*** RECORDS SUPPLIED Section Begins ***
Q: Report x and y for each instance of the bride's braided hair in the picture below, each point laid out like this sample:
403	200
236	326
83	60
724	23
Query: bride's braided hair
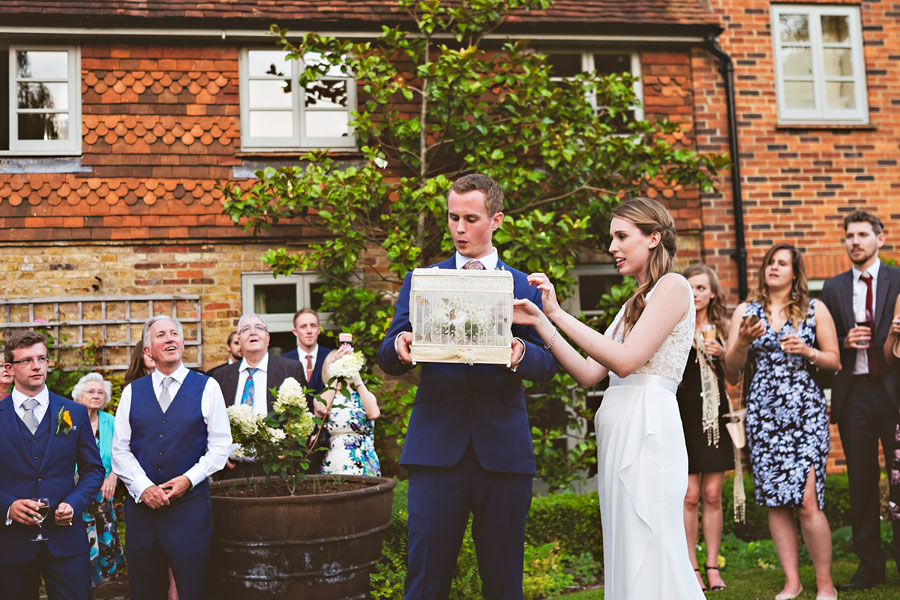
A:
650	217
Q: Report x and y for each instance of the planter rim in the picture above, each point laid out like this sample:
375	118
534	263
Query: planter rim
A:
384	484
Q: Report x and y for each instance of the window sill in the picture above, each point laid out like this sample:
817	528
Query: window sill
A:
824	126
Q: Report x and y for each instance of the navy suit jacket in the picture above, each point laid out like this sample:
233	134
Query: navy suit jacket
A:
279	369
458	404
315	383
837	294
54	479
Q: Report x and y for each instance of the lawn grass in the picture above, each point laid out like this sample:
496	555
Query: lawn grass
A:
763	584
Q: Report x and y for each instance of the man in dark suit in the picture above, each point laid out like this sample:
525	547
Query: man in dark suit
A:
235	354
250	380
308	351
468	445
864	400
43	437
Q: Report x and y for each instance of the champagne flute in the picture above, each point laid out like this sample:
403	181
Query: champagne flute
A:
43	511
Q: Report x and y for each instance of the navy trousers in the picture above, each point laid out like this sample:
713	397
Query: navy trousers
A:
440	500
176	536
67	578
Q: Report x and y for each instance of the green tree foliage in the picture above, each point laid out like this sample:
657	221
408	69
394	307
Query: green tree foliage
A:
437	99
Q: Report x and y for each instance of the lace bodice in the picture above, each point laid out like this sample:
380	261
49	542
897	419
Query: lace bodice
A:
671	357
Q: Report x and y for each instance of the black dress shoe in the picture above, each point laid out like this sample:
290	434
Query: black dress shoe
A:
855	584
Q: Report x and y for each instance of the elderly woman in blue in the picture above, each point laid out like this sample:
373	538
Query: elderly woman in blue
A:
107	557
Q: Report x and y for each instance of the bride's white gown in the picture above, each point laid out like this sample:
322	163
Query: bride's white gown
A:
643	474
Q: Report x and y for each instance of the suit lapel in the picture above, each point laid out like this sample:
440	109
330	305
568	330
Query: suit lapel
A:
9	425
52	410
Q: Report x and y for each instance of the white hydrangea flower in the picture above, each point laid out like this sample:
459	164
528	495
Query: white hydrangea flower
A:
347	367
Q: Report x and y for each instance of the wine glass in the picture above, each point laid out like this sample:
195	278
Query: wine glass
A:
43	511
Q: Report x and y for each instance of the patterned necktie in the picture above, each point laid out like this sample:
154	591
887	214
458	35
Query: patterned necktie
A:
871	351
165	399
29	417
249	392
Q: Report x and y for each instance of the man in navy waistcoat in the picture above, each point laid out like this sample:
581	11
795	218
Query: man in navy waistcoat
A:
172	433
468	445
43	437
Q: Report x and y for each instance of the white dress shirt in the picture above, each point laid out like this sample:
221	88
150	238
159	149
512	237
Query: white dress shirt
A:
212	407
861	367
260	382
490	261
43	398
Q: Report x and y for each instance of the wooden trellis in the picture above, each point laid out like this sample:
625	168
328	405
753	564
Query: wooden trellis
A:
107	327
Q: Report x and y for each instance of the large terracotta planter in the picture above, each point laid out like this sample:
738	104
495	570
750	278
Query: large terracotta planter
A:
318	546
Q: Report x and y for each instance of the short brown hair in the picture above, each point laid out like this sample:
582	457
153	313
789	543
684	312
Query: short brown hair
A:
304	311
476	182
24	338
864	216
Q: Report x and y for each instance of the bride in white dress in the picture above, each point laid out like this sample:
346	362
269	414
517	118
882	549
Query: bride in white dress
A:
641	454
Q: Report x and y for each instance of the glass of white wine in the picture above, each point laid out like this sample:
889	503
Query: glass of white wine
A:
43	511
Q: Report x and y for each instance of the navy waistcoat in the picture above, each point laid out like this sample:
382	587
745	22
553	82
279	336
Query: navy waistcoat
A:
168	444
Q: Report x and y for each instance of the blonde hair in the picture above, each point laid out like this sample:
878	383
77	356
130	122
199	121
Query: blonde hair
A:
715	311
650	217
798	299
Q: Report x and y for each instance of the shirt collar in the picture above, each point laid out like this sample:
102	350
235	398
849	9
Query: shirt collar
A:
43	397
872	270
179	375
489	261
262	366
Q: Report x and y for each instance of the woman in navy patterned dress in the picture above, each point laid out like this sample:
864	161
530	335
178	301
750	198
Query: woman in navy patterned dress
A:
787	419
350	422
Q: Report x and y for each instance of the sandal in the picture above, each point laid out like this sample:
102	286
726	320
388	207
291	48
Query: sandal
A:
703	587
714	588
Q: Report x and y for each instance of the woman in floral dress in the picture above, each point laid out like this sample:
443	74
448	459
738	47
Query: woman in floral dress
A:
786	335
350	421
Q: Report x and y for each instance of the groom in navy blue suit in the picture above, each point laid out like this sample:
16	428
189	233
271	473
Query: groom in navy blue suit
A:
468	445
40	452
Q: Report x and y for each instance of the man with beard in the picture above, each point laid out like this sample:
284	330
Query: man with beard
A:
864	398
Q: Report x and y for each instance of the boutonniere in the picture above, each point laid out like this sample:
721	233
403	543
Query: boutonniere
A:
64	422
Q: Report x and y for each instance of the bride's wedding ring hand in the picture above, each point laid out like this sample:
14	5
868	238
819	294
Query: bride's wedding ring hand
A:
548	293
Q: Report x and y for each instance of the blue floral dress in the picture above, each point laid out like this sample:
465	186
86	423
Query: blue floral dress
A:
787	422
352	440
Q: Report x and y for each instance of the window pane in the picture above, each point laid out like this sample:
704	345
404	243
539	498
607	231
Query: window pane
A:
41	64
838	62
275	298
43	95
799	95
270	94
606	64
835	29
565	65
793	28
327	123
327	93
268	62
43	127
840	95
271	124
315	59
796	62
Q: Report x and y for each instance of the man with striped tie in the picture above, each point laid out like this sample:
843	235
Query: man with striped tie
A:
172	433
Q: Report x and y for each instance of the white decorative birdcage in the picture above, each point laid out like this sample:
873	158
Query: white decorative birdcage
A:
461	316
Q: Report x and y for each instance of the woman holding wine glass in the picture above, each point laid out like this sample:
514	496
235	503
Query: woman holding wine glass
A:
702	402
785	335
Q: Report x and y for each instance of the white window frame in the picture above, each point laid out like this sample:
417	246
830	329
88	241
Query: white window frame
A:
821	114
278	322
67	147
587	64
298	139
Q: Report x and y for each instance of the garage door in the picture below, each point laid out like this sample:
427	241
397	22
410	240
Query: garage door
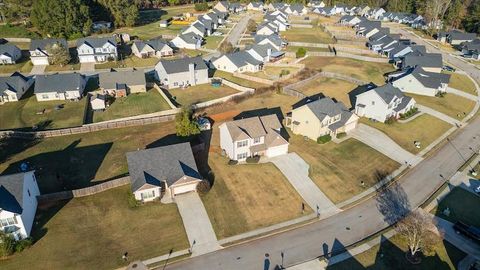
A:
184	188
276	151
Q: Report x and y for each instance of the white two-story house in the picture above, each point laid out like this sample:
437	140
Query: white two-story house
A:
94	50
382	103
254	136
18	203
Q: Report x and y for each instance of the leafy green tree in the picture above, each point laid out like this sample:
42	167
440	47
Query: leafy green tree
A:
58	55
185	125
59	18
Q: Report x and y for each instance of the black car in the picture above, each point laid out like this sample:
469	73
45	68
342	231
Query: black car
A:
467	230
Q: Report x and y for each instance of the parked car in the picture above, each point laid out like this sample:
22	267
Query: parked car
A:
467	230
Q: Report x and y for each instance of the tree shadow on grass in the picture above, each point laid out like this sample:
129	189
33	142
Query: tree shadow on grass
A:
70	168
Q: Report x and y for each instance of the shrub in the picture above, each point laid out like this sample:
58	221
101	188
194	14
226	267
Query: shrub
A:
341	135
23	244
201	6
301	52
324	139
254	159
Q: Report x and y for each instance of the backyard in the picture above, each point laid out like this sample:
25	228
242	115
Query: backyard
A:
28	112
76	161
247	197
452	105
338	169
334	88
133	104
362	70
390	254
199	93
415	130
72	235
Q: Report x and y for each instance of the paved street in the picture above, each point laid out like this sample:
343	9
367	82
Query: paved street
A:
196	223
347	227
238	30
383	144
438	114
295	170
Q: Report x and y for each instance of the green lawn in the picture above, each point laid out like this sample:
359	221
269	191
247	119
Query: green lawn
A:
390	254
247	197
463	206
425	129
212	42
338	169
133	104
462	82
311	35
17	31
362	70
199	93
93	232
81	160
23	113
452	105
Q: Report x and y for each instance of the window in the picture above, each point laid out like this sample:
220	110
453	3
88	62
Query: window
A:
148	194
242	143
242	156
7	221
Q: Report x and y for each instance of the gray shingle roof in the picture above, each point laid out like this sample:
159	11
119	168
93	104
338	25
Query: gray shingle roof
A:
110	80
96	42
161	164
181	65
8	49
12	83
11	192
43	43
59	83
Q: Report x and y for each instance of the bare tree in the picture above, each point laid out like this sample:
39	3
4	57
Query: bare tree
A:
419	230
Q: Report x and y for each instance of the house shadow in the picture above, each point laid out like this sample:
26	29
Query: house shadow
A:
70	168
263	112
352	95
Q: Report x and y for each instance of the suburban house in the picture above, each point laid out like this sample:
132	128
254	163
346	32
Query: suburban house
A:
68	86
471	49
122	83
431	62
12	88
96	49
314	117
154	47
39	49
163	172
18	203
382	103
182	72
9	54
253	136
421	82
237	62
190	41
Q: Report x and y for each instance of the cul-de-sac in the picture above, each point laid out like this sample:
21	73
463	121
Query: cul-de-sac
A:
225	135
*** RECORDS SUPPLIED Section Ends ***
## AIM OF THE TASK
Copy each line of the data that includes the word "elderly".

## SOLUTION TO THE PROBLEM
Q: Report x and y for each instance of the elderly woman in blue in the picture above, each point laid out like this sample:
Query: elderly woman in blue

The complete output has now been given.